THE PROBLEM:
Print the complete set of entries exactly.

* START *

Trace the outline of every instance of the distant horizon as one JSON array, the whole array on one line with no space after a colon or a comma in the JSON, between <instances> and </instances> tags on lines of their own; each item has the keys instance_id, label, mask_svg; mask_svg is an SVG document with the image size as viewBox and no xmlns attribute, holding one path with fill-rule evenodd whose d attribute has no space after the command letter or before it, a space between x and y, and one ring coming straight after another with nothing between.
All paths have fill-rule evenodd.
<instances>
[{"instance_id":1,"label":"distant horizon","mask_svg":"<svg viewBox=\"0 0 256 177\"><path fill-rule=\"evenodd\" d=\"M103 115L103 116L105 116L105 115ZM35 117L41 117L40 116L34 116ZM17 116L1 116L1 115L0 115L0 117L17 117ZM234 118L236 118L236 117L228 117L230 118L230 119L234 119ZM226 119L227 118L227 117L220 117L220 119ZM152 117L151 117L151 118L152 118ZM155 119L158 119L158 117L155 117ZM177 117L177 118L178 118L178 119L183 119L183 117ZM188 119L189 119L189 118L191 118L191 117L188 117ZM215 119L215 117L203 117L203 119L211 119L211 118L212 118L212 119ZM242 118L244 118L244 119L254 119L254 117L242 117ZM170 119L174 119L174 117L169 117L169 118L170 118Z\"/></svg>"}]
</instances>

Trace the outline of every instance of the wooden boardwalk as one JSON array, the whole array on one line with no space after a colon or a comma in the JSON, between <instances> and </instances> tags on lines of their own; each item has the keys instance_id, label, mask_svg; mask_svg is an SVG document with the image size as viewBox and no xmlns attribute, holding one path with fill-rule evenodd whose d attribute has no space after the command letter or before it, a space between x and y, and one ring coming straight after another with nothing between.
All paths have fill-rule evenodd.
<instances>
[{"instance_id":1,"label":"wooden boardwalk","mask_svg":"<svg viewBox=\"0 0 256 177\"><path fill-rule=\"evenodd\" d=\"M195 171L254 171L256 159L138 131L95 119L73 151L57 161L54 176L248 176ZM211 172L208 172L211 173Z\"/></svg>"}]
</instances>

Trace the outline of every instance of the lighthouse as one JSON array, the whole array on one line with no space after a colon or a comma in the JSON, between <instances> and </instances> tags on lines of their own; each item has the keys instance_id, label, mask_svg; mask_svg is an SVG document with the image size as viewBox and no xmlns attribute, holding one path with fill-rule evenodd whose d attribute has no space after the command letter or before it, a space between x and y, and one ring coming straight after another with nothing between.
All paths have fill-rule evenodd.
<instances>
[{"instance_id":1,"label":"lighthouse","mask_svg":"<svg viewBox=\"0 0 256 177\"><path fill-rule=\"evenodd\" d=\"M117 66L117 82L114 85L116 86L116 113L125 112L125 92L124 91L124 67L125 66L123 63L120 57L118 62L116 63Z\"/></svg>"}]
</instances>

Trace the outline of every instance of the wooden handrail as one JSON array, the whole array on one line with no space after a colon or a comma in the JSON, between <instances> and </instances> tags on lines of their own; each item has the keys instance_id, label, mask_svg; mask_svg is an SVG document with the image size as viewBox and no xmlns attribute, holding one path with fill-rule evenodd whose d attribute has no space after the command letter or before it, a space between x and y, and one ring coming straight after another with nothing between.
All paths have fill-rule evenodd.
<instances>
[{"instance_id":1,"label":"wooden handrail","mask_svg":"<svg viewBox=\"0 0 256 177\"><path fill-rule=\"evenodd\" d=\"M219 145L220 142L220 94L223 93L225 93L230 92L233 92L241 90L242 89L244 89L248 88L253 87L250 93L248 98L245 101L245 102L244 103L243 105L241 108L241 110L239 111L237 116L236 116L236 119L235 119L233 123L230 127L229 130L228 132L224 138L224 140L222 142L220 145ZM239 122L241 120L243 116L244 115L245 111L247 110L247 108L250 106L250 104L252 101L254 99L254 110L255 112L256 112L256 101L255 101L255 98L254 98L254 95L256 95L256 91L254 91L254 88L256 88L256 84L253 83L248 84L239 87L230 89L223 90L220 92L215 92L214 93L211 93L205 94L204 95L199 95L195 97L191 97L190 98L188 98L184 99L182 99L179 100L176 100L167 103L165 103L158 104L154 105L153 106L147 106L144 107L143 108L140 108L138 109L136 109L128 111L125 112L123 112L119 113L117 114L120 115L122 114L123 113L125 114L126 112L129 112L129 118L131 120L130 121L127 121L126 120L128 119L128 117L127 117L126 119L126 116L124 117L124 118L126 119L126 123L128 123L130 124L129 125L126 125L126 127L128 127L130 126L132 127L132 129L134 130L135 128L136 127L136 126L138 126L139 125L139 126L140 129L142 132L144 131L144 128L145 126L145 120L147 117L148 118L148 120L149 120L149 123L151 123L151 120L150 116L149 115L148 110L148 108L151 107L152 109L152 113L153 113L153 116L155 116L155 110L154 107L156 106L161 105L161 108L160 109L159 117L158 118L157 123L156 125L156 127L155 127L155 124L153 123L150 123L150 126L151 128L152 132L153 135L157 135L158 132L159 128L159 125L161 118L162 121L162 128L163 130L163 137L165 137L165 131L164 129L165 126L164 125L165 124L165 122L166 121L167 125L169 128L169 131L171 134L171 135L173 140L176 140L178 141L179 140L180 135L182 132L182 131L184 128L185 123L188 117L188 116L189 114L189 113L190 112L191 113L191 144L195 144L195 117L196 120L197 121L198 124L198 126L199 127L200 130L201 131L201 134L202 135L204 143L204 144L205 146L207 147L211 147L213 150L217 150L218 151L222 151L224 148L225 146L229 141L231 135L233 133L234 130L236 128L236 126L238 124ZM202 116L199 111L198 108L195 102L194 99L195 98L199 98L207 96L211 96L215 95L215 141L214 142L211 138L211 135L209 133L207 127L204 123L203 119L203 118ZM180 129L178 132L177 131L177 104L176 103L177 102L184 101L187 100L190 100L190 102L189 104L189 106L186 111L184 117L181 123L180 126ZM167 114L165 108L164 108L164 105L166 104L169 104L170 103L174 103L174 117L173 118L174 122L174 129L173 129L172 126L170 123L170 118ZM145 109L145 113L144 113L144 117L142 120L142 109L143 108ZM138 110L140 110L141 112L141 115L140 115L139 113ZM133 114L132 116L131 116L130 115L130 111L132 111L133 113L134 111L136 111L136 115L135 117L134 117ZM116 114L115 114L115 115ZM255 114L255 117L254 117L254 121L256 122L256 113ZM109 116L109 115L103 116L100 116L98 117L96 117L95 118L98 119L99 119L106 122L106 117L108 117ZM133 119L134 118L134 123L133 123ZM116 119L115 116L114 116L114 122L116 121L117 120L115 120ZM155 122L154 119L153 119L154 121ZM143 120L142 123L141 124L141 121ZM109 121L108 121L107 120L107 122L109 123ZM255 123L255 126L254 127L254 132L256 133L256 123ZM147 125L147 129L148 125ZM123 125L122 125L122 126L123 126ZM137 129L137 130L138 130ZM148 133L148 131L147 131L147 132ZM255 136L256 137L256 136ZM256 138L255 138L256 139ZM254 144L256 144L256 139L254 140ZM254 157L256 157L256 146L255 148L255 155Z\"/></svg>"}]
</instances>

* END *

COMPLETE RESPONSE:
Trace the outline of every instance of the distant horizon as one JSON array, the whole array on one line with no space after a colon or a comma in the JSON, between <instances> and </instances> tags on lines of their own; each item has the keys instance_id, label, mask_svg; mask_svg is an SVG document with the image size as viewBox and no xmlns attribute, holding one path with fill-rule evenodd whose d attribute has no space after the command letter or before it, a space between x and y, and one ring coming straight after another with nothing between.
All paths have fill-rule evenodd.
<instances>
[{"instance_id":1,"label":"distant horizon","mask_svg":"<svg viewBox=\"0 0 256 177\"><path fill-rule=\"evenodd\" d=\"M103 115L103 116L105 116L105 115ZM35 117L41 117L40 116L34 116ZM17 116L1 116L1 115L0 115L0 117L17 117ZM234 118L236 118L236 117L228 117L230 118L230 119L234 119ZM226 119L227 118L227 117L220 117L220 119ZM152 117L151 117L151 118L152 118ZM155 119L158 119L158 117L155 117ZM177 117L177 118L178 118L178 119L183 119L183 117ZM188 119L189 119L189 118L191 118L191 117L188 117ZM215 119L215 117L203 117L203 119L211 119L211 118L212 118L212 119ZM242 118L244 118L244 119L254 119L254 117L242 117ZM170 119L174 119L174 117L169 117L169 118L170 118Z\"/></svg>"}]
</instances>

Trace the outline of every instance of the wooden boardwalk as one JSON array, the whole array on one line with no space after a colon or a comma in the JSON, between <instances> and </instances> tags on lines of their own; each item has the keys instance_id, label, mask_svg; mask_svg is an SVG document with the image size as viewBox and no xmlns attribute, holding one path with fill-rule evenodd whose d attribute has no space after the command letter or before it, a space between x and y, and one ring coming straight after another with nothing between.
All paths have fill-rule evenodd.
<instances>
[{"instance_id":1,"label":"wooden boardwalk","mask_svg":"<svg viewBox=\"0 0 256 177\"><path fill-rule=\"evenodd\" d=\"M195 171L254 171L256 159L138 131L95 119L73 151L57 161L54 176L248 176ZM211 172L208 172L211 173Z\"/></svg>"}]
</instances>

Trace the outline of every instance of the lighthouse as one JSON array, the whole array on one line with no space after a colon or a comma in the JSON, between <instances> and </instances> tags on lines of their own; each item has the keys instance_id, label, mask_svg; mask_svg is an SVG document with the image size as viewBox and no xmlns attribute, holding one path with fill-rule evenodd whose d attribute has no space after the command letter or before it, a space between x and y, and one ring coming straight after another with nothing between.
All paths have fill-rule evenodd.
<instances>
[{"instance_id":1,"label":"lighthouse","mask_svg":"<svg viewBox=\"0 0 256 177\"><path fill-rule=\"evenodd\" d=\"M117 66L117 82L114 85L116 86L116 113L125 112L125 92L124 91L124 67L125 66L123 63L120 57L118 62L116 63Z\"/></svg>"}]
</instances>

Trace the outline of every instance of the wooden handrail as one JSON array, the whole array on one line with no space after a colon or a comma in the JSON, between <instances> and </instances> tags on lines of their own; each item has the keys instance_id, label, mask_svg; mask_svg is an SVG document with the image size as viewBox and no xmlns attribute, holding one path with fill-rule evenodd whose d attribute has no space after the command letter or before it, a space between x and y, and one ring coming straight after another with nothing between.
All paths have fill-rule evenodd.
<instances>
[{"instance_id":1,"label":"wooden handrail","mask_svg":"<svg viewBox=\"0 0 256 177\"><path fill-rule=\"evenodd\" d=\"M219 145L220 142L220 94L223 93L225 93L230 92L233 92L241 90L242 89L244 89L248 88L253 87L250 93L248 98L245 101L245 102L244 103L243 105L241 108L241 110L239 111L237 116L236 116L236 119L235 119L233 123L230 127L229 130L228 132L224 138L224 140L222 142L220 145ZM239 122L241 120L243 116L244 115L245 111L247 110L247 108L250 106L250 104L252 101L254 99L254 110L255 112L256 112L256 101L255 101L255 98L254 98L254 95L256 95L256 91L254 91L254 88L256 88L256 84L253 83L248 84L239 87L230 89L223 90L220 92L215 92L214 93L211 93L205 94L204 95L199 95L195 97L191 97L190 98L188 98L184 99L182 99L179 100L176 100L167 103L165 103L158 104L154 105L153 106L147 106L144 107L143 108L140 108L138 109L136 109L128 111L125 112L123 112L119 113L117 114L120 115L122 114L123 113L125 114L126 112L129 112L129 118L131 120L130 121L127 121L126 120L128 119L128 117L127 117L126 119L126 116L124 117L124 118L126 119L126 123L128 123L130 124L129 125L126 125L126 127L128 127L130 126L132 127L132 129L134 130L135 128L136 127L136 126L138 126L139 125L139 126L140 129L142 132L144 131L144 128L145 126L145 120L147 117L148 118L148 120L149 120L149 123L151 123L151 120L150 116L149 115L148 110L148 108L151 107L152 109L152 113L153 113L153 116L155 116L155 110L154 107L156 106L161 105L161 108L160 109L159 117L158 118L157 123L156 125L156 127L155 127L155 124L153 123L150 123L150 126L151 128L152 132L153 135L157 135L158 132L159 128L159 125L161 118L162 121L162 128L163 130L163 137L165 137L165 131L164 129L165 126L164 125L165 124L165 122L166 121L167 125L169 128L169 131L171 134L171 135L173 140L176 140L178 141L179 140L180 135L182 132L182 131L184 128L185 123L188 117L188 116L189 114L189 113L190 112L191 113L191 144L195 144L195 117L196 120L197 121L198 124L198 126L199 127L200 130L201 131L201 134L202 135L204 143L204 144L205 146L207 147L211 147L213 150L217 150L218 151L222 151L224 148L225 146L229 141L231 135L233 133L234 130L236 128L236 126L238 124ZM202 116L199 111L198 108L195 102L194 99L195 98L199 98L207 96L211 96L215 95L215 141L214 142L211 138L211 135L209 133L207 127L204 123L203 119L203 118ZM180 129L178 132L177 131L177 104L176 103L177 102L184 101L187 100L190 100L190 102L189 104L189 106L186 111L184 117L181 123L180 126ZM167 114L165 108L164 108L164 105L166 104L169 104L170 103L174 103L174 117L173 118L174 122L174 129L173 129L172 126L170 123L170 118ZM145 109L145 113L144 113L144 117L142 120L142 109L143 108ZM138 110L140 110L141 112L141 115L140 115L139 113ZM133 114L132 116L131 116L130 115L130 111L132 111L133 113L134 111L136 111L136 115L135 117L134 117ZM116 114L115 114L115 115ZM255 114L255 117L254 117L254 121L256 122L256 113ZM109 116L109 115L103 116L100 116L98 117L96 117L95 118L98 119L99 119L106 122L106 117L108 117ZM133 119L134 118L134 123L133 123ZM116 119L115 116L114 116L114 122L116 121L117 120L115 120ZM155 122L154 119L153 119L154 121ZM143 120L142 123L141 124L141 121ZM109 121L108 121L107 120L107 122L109 123ZM255 123L255 126L254 127L254 132L256 133L256 123ZM147 125L147 129L148 125ZM123 125L122 125L122 126L123 126ZM137 129L137 130L138 130ZM148 133L148 131L147 131L147 132ZM255 136L256 137L256 136ZM256 138L255 138L256 139ZM254 144L256 144L256 139L254 140ZM254 157L256 157L256 146L255 148L255 155Z\"/></svg>"}]
</instances>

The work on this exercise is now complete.